§ Exercise brief
Return the text on the wrestler Stephanos Christopoulos in full, with every line and character unchanged.

§ Exercise passage
Personal information
- Born: 1876 Patras, Kingdom of Greece
- Died: Unknown

Sport
- Country: Greece
- Sport: Wrestling

Medal record
Men's wrestling
Representing Greece
Olympic Games
| Bronze medal – third place | 1896 Athens | Greco-Roman |

= Stephanos Christopoulos =

Greek wrestler

Stephanos Christopoulos (Στέφανος Χρηστόπουλος; 1876) was a Greek wrestler. He was a member of Gymnastiki Etaireia Patron, that merged in 1923 with Panachaikos Gymnastikos syllogos to become Panachaiki Gymnastiki Enosi.

Christopoulos competed at the 1896 Summer Olympics in Athens. He defeated Momcsilló Tapavicza of Hungary in the first bout of the wrestling competition, matching the Hungarian in skill and wearing the other wrestler down until he conceded the match. In the semifinal, Christopoulos faced fellow Greek Georgios Tsitas. The result of that match was an injured shoulder and a loss for Christopoulos when Tsitas threw him. He finished third behind Tsitas and the German Carl Schuhmann, winning the bronze medal.

§ Data shown
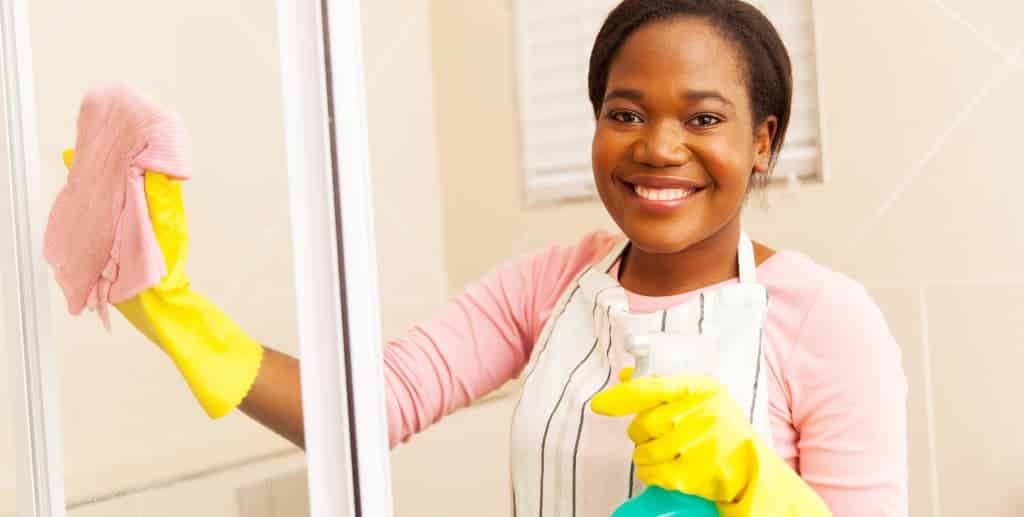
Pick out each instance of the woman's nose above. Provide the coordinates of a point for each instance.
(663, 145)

---

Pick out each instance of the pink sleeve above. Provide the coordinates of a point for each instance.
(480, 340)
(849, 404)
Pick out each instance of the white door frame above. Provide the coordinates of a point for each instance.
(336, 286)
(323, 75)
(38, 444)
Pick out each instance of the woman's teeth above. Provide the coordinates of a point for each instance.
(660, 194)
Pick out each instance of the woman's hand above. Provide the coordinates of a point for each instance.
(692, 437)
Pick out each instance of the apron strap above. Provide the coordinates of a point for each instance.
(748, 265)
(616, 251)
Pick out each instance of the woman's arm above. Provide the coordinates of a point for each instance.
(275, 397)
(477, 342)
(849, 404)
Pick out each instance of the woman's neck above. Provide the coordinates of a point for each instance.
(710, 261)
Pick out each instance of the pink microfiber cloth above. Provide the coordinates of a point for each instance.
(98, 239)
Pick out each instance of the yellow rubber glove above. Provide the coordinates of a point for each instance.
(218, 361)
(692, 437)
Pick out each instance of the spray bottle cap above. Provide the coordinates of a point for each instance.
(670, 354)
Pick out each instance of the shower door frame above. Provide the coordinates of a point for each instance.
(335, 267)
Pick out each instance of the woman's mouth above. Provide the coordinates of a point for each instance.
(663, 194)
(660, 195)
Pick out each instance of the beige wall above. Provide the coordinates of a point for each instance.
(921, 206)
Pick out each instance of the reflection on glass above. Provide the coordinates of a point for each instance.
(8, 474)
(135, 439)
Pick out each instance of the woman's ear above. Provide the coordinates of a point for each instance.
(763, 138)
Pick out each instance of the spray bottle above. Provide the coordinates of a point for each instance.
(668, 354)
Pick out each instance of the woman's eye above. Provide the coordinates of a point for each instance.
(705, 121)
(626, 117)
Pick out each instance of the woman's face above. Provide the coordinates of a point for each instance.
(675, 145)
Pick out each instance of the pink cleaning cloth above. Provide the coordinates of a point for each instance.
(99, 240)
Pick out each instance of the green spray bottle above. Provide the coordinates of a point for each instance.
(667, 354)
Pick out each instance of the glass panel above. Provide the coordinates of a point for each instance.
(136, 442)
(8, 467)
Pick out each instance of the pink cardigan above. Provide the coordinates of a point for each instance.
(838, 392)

§ Result of the task
Personal information
- Born: 1876 Patras, Kingdom of Greece
- Died: Unknown

Sport
- Country: Greece
- Sport: Wrestling

Medal record
Men's wrestling
Representing Greece
Olympic Games
| Bronze medal – third place | 1896 Athens | Greco-Roman |

= Stephanos Christopoulos =

Greek wrestler

Stephanos Christopoulos (Στέφανος Χρηστόπουλος; 1876) was a Greek wrestler. He was a member of Gymnastiki Etaireia Patron, that merged in 1923 with Panachaikos Gymnastikos syllogos to become Panachaiki Gymnastiki Enosi.

Christopoulos competed at the 1896 Summer Olympics in Athens. He defeated Momcsilló Tapavicza of Hungary in the first bout of the wrestling competition, matching the Hungarian in skill and wearing the other wrestler down until he conceded the match. In the semifinal, Christopoulos faced fellow Greek Georgios Tsitas. The result of that match was an injured shoulder and a loss for Christopoulos when Tsitas threw him. He finished third behind Tsitas and the German Carl Schuhmann, winning the bronze medal.